*** Opening of Input material ***
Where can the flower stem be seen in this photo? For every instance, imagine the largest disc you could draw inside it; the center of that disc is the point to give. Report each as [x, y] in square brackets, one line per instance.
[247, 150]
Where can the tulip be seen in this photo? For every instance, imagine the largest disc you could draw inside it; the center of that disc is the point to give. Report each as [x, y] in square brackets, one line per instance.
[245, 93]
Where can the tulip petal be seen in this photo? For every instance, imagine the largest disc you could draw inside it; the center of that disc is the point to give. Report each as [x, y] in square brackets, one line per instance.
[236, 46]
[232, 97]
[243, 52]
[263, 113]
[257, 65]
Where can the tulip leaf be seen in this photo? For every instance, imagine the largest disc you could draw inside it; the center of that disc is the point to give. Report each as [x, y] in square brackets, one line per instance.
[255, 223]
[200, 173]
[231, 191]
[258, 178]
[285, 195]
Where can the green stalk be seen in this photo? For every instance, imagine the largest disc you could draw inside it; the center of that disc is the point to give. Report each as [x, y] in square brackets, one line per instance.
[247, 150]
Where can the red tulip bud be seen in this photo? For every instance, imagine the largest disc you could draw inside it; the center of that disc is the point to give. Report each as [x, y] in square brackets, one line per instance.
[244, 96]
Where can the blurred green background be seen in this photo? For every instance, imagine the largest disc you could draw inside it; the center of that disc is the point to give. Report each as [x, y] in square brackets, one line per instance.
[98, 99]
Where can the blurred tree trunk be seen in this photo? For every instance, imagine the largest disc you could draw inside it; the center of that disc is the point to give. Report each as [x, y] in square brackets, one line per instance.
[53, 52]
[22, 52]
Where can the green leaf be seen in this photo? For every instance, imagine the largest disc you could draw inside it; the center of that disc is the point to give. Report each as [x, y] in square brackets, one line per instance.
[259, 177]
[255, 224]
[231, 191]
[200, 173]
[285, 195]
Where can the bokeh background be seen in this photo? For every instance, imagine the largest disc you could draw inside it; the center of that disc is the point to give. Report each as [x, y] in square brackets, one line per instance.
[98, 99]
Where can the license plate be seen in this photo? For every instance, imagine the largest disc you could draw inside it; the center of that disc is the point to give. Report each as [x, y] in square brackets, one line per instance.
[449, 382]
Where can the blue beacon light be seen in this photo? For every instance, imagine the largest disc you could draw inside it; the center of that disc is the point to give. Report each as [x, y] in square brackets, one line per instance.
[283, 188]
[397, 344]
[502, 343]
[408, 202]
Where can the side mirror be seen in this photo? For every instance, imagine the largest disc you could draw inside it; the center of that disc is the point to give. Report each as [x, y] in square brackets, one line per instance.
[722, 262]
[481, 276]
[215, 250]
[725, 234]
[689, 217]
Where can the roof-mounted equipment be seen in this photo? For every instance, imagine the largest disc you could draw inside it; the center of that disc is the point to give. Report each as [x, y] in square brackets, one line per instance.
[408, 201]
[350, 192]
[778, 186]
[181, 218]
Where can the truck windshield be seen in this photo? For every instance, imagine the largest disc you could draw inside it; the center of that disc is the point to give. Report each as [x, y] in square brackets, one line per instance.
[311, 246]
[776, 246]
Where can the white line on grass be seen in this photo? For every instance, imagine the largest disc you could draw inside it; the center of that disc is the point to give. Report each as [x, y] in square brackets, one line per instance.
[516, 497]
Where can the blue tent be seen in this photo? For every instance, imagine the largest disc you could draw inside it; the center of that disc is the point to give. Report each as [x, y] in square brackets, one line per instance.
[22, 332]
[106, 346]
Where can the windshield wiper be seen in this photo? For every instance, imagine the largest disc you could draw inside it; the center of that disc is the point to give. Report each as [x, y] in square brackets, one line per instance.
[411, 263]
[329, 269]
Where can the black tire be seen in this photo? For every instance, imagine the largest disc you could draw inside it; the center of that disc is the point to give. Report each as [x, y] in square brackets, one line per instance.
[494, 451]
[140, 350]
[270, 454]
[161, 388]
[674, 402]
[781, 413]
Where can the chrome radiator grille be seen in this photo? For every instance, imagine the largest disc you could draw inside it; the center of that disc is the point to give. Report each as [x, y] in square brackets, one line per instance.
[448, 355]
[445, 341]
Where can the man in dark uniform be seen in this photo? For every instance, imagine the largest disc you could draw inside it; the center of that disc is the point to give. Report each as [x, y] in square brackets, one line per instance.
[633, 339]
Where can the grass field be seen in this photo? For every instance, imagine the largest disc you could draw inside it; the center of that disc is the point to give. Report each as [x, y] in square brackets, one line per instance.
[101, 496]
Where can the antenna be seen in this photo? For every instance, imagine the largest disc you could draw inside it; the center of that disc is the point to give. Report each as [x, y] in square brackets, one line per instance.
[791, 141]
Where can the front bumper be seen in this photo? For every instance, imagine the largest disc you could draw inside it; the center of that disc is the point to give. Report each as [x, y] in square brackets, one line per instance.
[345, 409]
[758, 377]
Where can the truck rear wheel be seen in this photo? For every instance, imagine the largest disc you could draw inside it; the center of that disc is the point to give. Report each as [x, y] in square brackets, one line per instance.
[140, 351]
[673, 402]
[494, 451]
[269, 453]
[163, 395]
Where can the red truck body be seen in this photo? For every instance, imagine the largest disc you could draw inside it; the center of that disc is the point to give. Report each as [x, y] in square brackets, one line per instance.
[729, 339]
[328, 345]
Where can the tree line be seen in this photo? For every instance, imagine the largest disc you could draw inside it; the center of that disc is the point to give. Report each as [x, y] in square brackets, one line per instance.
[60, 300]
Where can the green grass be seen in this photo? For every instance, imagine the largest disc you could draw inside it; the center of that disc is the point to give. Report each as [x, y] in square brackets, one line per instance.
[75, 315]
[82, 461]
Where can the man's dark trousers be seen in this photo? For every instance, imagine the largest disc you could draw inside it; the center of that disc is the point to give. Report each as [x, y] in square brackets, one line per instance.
*** Close of Input material ***
▸ **Work to complete**: Print the entries exactly.

▸ **Task answer**:
Where can the flower stem be seen in this photo? For every instance, imagine the largest disc you could draw inside it; the center of that disc is the point to give. Report each as [x, y] in square brackets, one line per instance.
[247, 150]
Where can the tulip be seen in this photo? For every instance, imagine the largest disc you could draw inside it; the center of that disc is the point to give. Report each as [x, y] in square brackets, one line per instance.
[245, 93]
Where can the tulip petal be seen in this photo? For every instance, imagine the largest disc you could draw inside it; the center of that disc is the point to give. Report each as [x, y] in square brackets, one line per instance.
[236, 46]
[232, 97]
[243, 52]
[263, 113]
[257, 65]
Where can the tulip leaf be seen in this photo? For every instance, imagine the largest disc you could draw inside it; the center of that disc is the point to give. Report each as [x, y] in square brackets, one line per instance.
[255, 223]
[200, 173]
[231, 191]
[258, 178]
[285, 195]
Where can the green stalk be seen in this photo? For every instance, imagine the largest disc you could draw inside it; the center of that disc is the point to give. Report each as [x, y] in square brackets, one line per instance.
[247, 150]
Where can the red tulip bud be seen in this photo? For every instance, imagine the largest disc you could draw inside it; the center of that disc is the point to give. Report each as [x, y] in square brackets, one line per instance.
[244, 96]
Where can the blurred green background be seen in this photo? For every instance, imagine the largest disc you could draw inside it; the center of that disc is the point to give. Report each as [x, y] in square brackets, one line per instance.
[98, 99]
Where can the blurred tree trunk be seen in this photo? For every instance, imagine the largest disc you could draw inside it; the center of that disc is the point to give. Report each as [x, y] in square brackets, one line per instance.
[53, 52]
[22, 52]
Where can the green leaf be seen in this photo? For every instance, imagine the largest disc you could draw inside it; the center of that disc is the point to give. Report each as [x, y] in square brackets, one line per instance.
[259, 177]
[255, 224]
[231, 191]
[200, 173]
[285, 195]
Where can the bokeh background be seen in this photo? For every instance, imagine the largest disc you could draw inside it; the center of that disc is the point to give. Report each as [x, y] in square brackets, one line per instance.
[98, 99]
Where can the license plate be seen in this photo? For every instance, imagine the largest disc you could draw inside it; the center of that disc is the point to give. Report each as [x, y] in square brackets, one line per instance.
[449, 382]
Where can the blue beacon light be seen in this photo? For every instance, imagine the largest disc you could draw inside it; the center of that disc is the point to give. Report each as [x, y] in square brackets, one line per instance.
[283, 188]
[397, 344]
[502, 343]
[408, 202]
Where can the side mirror be seen in this photo? For every instance, imagine the largest disc you could draw inside it; the center of that disc is the point to give. Report each as [x, y] in square brackets, one line per instance.
[722, 262]
[481, 276]
[215, 250]
[725, 234]
[689, 217]
Where can the roof-mounted equipment be seen in this photo? For every instance, imagine the largest disc you could draw inside it; the center of that disc is the point to give. Report each as [x, y] in square brackets, one line per instance.
[408, 201]
[350, 192]
[778, 186]
[181, 218]
Where can the truck windshield be seen in this photo? For every instance, imagine the largest disc you could draw inside it; the center of that disc is the point to give. Report each as [x, y] in square brackets, one line per instance.
[311, 246]
[776, 246]
Where can the white line on grass be seen in this photo? For every instance, imagine the largest disc you could draw inside it; the center of that disc is the point to give. Report each as [x, y] in square brackets, one line per instance.
[516, 497]
Where can the blue tent be seen in this photo? For every instance, imagine the largest disc you could draw inside it; the center of that disc is the point to give. Report each as [x, y] in square brackets, one line per instance.
[22, 332]
[106, 346]
Where can the windshield wiper be seen in this photo? For every instance, imagine the largest disc you could draw inside it; the center of that disc is the point to give. Report each as [x, y] in square brackets, one line per instance.
[411, 263]
[329, 269]
Where can the black tire be seen in this photo? For every instance, imagine the largest disc you could draw inside it; the center of that disc is the point to give. Report each as [x, y] in square brackets, one line per instance.
[494, 451]
[140, 350]
[270, 454]
[161, 388]
[674, 402]
[781, 413]
Where can the chrome radiator grille be seen in this photo? For every instance, imagine the largest disc you could draw inside it; the center of that disc is the point to give. Report each as [x, y] in square brackets, one line per instance.
[448, 355]
[445, 341]
Where can the man in dark uniform be seen in this photo? For every instance, imagine the largest disc you could draw inside it; the center of that disc is the point to give. Report each as [x, y] in square brackets, one line per instance.
[633, 339]
Where can the grass field be seen in this photo? For every instance, imagine the largest disc you could draw inside it; the center of that disc is the point to give. Report each as [x, y] in square brackets, one line per instance.
[101, 496]
Where can the antenna be seen in this photo? For every instance, imagine the largest disc you could draw inside it; the center of that disc is the point to give. Report each as [x, y] in square brackets, one line per instance.
[791, 141]
Where can the front bumper be seen in this photo? For every instance, imagine the largest disc you could draw inside it; the center of that disc is the point to give. Report each as [x, y] in square brackets, one line per instance.
[345, 409]
[758, 377]
Where can the truck rear wheel be seen in this photo? For every instance, imagine the largest disc you could draw inside it; the center of that disc is the point to give. Report each as [x, y] in square brackets, one line per instance.
[140, 351]
[673, 402]
[494, 451]
[269, 453]
[163, 395]
Where can the red truck body be seen in this photo? For every instance, imagine the largest disc you could draw inside it; the center of that disc is the point to give. Report each as [x, y] in square brackets, one line per instance.
[729, 339]
[328, 345]
Where can the tree line be seen in this photo? For every instance, imagine the largest disc you could draw inside it; the center of that disc is the point to give. Report each as [x, y] in square brackets, one line per instance.
[60, 300]
Where can the green grass be seen in this photo? For every instance, imagine the largest disc you could draw inside it; the center of that disc is the point to give. Report each as [x, y] in square brackets, one line per instance.
[75, 315]
[82, 461]
Where can the man's dark trousers be seen in this photo? For every instance, imagine the largest disc you could draw inside it; the center of that disc is the point to give. Report each as [x, y] in square brackets, one line per instance.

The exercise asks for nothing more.